■ Text for analysis:

◆ ◆ ◆ ◆

T43 Class Minesweeper

Type- T43 class Minesweeper

Built- Soviet Union

Launched-  One of 178 built for The Soviet Union and her allies during the 1950’s and 60’s.

Weight- 570 tons

Dimensions- Length- 60m  Beam- 8.5m

Armament- 4x 37mm anti aircraft guns (2x twin barrel), 1 depth charge launcher, up to 32 mines

Sank- 6th June 1967

Location- Hurghada Bay

Cause- Missile strike

History- Widely reported as sinking in 1969 or 1970, an eyewitness account puts the sinking of the El Mina back a few years, sunk by an Israeli fighter the day after the Israli airforce attacked airfields in Egypt, Jordan and Syria on the out break of the Arab- Israeli Six Day War. The attack tore two large holes in the ship sinking her quickly, there were no reported deaths.

◆ ◆ ◆ ◆

■ Dataset records:
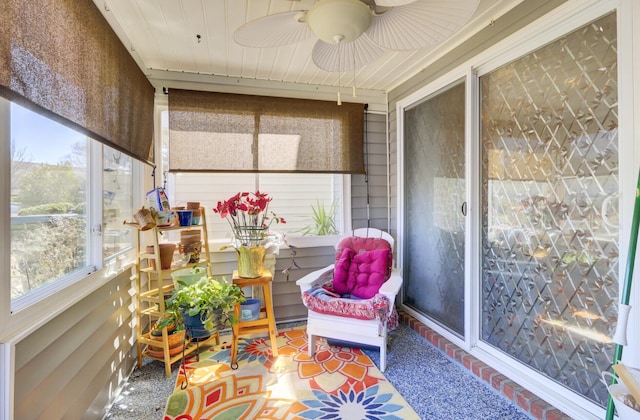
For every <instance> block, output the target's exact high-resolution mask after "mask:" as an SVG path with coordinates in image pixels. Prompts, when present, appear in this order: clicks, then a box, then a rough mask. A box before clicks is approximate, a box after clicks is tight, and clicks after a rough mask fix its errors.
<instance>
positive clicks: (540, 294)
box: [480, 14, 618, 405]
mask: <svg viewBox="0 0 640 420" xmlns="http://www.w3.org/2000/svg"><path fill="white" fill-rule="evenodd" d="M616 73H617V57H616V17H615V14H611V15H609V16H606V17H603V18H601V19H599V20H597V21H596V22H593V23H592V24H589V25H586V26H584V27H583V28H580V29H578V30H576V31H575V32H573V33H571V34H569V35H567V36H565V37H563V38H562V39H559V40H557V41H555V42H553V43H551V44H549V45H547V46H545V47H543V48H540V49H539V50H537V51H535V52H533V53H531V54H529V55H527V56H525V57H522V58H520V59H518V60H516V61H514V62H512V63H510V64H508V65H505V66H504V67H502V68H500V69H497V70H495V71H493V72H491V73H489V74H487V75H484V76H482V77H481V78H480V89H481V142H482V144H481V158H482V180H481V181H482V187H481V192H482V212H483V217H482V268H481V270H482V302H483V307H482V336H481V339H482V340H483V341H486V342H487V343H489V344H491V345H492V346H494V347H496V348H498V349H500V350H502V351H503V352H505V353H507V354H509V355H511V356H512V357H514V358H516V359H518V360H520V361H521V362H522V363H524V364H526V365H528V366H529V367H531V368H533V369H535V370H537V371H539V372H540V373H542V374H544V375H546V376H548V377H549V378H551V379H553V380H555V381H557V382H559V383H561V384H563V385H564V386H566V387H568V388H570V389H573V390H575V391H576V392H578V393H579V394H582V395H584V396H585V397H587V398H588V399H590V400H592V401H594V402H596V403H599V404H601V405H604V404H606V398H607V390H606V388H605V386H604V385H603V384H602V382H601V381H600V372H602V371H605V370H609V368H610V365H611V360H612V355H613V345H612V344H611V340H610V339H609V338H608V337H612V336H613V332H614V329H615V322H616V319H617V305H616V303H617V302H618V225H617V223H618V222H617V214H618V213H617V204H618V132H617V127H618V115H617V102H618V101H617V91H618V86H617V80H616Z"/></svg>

◆ ◆ ◆ ◆

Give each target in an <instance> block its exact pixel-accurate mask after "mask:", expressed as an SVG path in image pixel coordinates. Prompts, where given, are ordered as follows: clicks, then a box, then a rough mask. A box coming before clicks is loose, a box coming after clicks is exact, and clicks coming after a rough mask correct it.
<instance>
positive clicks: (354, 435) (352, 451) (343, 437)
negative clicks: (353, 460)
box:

◆ ◆ ◆ ◆

■ Assigned task:
According to the T43 class minesweeper text, where did the El Mina sink?

■ Answer box:
Hurghada Bay